BRIEF –
Rewrite every line of the material, replacing "locate" with "find" and leaving everything else as it is.

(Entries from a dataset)

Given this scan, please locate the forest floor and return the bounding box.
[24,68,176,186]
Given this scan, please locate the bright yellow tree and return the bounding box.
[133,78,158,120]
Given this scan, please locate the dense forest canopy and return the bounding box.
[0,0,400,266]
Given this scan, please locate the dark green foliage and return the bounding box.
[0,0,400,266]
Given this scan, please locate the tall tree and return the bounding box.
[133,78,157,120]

WRITTEN REPLY –
Given this scan, please find the forest floor and return the bounding box.
[24,68,176,186]
Given this scan, please find the bright yellow tree and return the bounding box.
[133,78,158,120]
Given this scan, please find the dense forest canopy and return the bounding box.
[0,0,400,266]
Given this scan, please find the dark green foliage and return the bounding box.
[0,0,400,266]
Given this scan, please find the tall tree and return the bounding box.
[133,78,157,120]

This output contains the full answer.